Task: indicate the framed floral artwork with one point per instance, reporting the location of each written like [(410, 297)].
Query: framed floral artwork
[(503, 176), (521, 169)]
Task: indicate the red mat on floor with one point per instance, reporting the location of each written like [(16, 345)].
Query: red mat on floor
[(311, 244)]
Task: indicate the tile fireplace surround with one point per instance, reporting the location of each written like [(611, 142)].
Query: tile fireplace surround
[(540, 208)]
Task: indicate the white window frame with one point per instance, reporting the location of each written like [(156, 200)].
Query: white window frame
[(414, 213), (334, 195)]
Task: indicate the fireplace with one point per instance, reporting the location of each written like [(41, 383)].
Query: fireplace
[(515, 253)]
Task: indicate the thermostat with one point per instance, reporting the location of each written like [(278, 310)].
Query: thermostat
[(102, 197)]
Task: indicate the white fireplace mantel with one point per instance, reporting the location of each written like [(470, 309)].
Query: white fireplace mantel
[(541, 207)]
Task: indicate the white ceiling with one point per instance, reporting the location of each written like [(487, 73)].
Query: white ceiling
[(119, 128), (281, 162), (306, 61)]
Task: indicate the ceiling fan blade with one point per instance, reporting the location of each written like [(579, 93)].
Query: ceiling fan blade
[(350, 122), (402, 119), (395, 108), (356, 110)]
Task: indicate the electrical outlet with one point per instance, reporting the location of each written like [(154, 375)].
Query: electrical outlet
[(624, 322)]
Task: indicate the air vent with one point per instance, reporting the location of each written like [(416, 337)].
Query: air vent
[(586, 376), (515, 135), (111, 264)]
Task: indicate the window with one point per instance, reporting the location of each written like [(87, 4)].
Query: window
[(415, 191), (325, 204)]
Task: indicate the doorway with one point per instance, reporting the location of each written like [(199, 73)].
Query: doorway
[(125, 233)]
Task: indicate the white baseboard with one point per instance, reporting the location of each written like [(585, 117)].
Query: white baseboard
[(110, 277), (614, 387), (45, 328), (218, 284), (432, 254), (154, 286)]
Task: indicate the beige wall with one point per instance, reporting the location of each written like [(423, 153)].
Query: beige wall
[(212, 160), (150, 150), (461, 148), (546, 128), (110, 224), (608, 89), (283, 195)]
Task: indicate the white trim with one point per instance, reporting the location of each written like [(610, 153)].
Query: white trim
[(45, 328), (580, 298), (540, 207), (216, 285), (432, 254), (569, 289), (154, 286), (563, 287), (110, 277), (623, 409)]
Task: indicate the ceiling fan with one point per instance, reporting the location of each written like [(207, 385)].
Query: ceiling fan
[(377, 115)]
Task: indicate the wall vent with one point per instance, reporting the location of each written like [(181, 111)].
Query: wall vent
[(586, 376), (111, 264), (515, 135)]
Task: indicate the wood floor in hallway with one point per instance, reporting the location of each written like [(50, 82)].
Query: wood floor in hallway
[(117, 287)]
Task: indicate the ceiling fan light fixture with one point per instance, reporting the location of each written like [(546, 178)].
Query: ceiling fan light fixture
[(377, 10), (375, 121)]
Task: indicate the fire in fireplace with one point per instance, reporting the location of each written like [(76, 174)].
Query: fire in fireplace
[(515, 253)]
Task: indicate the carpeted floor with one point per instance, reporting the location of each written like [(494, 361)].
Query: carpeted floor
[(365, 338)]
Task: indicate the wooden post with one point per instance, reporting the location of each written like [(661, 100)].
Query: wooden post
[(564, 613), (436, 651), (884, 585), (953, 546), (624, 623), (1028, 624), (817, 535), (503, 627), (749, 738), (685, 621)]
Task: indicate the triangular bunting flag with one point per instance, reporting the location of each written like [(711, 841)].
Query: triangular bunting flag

□ □ □

> [Stated goal] Copy all of the items above again, swapping each occurrence of "indicate" for "mark" and changing nothing else.

> [Solved problem]
Task: mark the framed floral artwork with one point per instance, reporting the location of each written like [(410, 297)].
Query: framed floral artwork
[(503, 176), (521, 169)]
Task: mark the red mat on floor with one point per instance, reporting the location of each written like [(16, 345)].
Query: red mat on floor
[(311, 244)]
Task: mark the tile fireplace surround with one point per instance, reporting the location of each written like [(611, 142)].
Query: tile fireplace surround
[(540, 208)]
Task: mark the white window frame with one point per instance, reporting the location of each written like [(156, 200)].
Query: white window frame
[(414, 213), (334, 195)]
Task: mark the fireplace with one point per instance, reporting the location of each written like [(41, 383)].
Query: fireplace
[(515, 253)]
Task: mark the thermostat with one point per instance, reporting the location of each written like [(278, 310)].
Query: thermostat
[(102, 197)]
Task: mark the white fireplace mantel with one point per instance, reporting the location of each written like [(470, 309)].
Query: white fireplace mantel
[(541, 207)]
Task: mark the white ceiling with one point per instance, reporting the location of each written like [(487, 73)].
Query: white ceiling
[(119, 128), (281, 162), (306, 61)]
Task: mark the ceiling fan blade with one point per instance, reporting the location of each written like [(579, 93)].
Query: ceiling fan blade
[(350, 122), (402, 119), (395, 108), (356, 110)]
Task: mark the electrical outlet with one point per instance, reporting the location of each written like [(154, 375)].
Query: electrical outlet
[(624, 322)]
Task: mark the air vent with one point per instance, reporting the location of each written like [(416, 337)].
Query: air vent
[(586, 376), (515, 135), (111, 264)]
Task: mark the window with one point per instance, reporting the location of each written like [(87, 4)].
Query: window
[(415, 191), (325, 204)]
Task: mark the doorway with one point per instance, reporting the location of each written like [(199, 73)].
Query: doorway
[(125, 233)]
Task: mark the white baseboard with one point per instance, reporting the location of each written like [(585, 117)].
Query: white baseboard
[(110, 277), (614, 387), (45, 328), (218, 284), (432, 254), (154, 286)]
Task: mark the beige wall with one point per instance, reporting the location of each written like [(423, 153)].
Query: beige wall
[(212, 160), (150, 150), (461, 148), (546, 128), (110, 224), (608, 89), (283, 195)]
Task: mark the white trim with one point per instance, reporting the location of each written like [(610, 153)].
Query: white trim
[(45, 328), (580, 298), (540, 207), (216, 285), (432, 254), (569, 289), (154, 286), (563, 287), (110, 277), (623, 409)]
Task: mark the ceiling fan with one point per instance, reporting the location of each written like [(207, 385)].
Query: ceiling fan
[(377, 115)]
Task: mark the wall vent with one point per instance, reporting the location of each written like [(181, 111)].
Query: wall vent
[(586, 376), (111, 264), (515, 135)]
Task: mark the wood floor in hallway with one point per instance, reporting the location of each written like [(50, 82)].
Query: wood floor in hallway
[(117, 287)]
Task: mark the ceiling fan light fixture with one point per instance, reporting the location of each written like [(546, 178)].
Query: ceiling fan light fixture
[(377, 10), (375, 121)]
Task: mark the fire in fireplace with one point per instance, reporting the location of each written like [(76, 174)].
Query: fire in fireplace
[(515, 253)]
Task: mark the carpeted floor with one point per instance, reporting the location of each written like [(494, 361)].
Query: carpeted floor
[(365, 338)]
Task: mark the wooden post with one point per instance, reporting the location of each written like [(661, 100)].
Query: wooden post
[(564, 613), (436, 651), (884, 585), (953, 546), (624, 623), (1028, 624), (817, 535), (503, 627), (749, 738), (685, 621)]
Task: mark the triangular bunting flag with one point per instance, reporting the location of each written like [(711, 841)].
Query: triangular bunting flag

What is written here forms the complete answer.